* _Actions to take_:
A - Decide whether each statement agrees with the school blog post, answering yes or no and quoting the deciding words: (i) The writer wore bright blue eyeshadow on 80s day. (ii) The two sixth grade girls were in lunch detention for talking during choir. (iii) The student in the lunch money line wants to knit a hat for the baby.
B - Retype the lines of the listing from its first line up to and including the line with "10 138 L 29", keeping each one identical.

-- BEGIN Source text --

80s Day

Overheard in the office:

It was 80s day at school, which fits nicely with my goal of bringing back the word "rad." I dressed in the appropriate neon colors, bright blue eyeshadow and pink face shimmer/lipstick ala Debbie Gibson, thank you very much. Two sixth grade girls were in lunch detention for applying fake nails during choir. One of them asks:

Student: Mrs. Hardy? What is the difference between bell bottoms and flare pants?

Me: About 30 years.

Horrifying thought of the day: How in the hell are leggings making a comeback???

Hope you’re having a RAD day!


Unexpected Exchange

It's true, some of my favorite kids at school are the ones I've gotten to know because they are frequent fliers and we've bonded over hours and hours of in-school suspension. Some of these kids share a side of themselves with me that not everyone gets to see. It helps that I'm not in front of a classroom of 30 kids trying to teach algebra. For instance, I know this kid who has a soft side under the swearing and outbursts, loves shrimp (he closes his eyes and talks about it like a little gourmet) and carries a picture of his brother as the wallpaper on his telephone because, "when I miss him I can just flip this open." But I was not in a million years expecting this exchange I had with him in the lunch money line this morning as he's handing me his check for lunch - he's chronically overcharged and having to stress about how to get more money in his account - and he's got three other middle schoolers in line behind him.

"Mrs. Hardy, when is your baby going to be born?"

"Oh, either in September or October so I have a ways to go yet."

"Is it going to be a boy or a girl?"

"It's going to be a long time before I know that either. Maybe in May?"

"It's just that I'm learning how to knit and I want to make it a hat. And if I have enough yarn left over I'll make you one to match."

-- END Source text --
-- BEGIN Records supplied --

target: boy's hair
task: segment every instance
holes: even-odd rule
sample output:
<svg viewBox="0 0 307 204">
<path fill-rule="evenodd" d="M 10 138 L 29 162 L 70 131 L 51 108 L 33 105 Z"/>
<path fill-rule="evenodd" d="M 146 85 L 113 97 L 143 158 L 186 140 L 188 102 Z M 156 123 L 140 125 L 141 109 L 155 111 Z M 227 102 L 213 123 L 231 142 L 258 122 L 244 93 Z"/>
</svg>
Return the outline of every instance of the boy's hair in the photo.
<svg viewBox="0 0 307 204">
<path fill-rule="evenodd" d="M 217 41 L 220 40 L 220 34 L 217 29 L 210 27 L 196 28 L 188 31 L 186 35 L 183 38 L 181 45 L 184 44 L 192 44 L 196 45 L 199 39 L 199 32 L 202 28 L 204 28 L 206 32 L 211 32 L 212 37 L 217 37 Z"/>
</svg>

-- END Records supplied --

* _Per-task outputs_:
A -
(i) Yes: "bright blue eyeshadow"
(ii) No: "for applying fake nails during choir"
(iii) Yes: "I want to make it a hat"

B -
target: boy's hair
task: segment every instance
holes: even-odd rule
sample output:
<svg viewBox="0 0 307 204">
<path fill-rule="evenodd" d="M 10 138 L 29 162 L 70 131 L 51 108 L 33 105 Z"/>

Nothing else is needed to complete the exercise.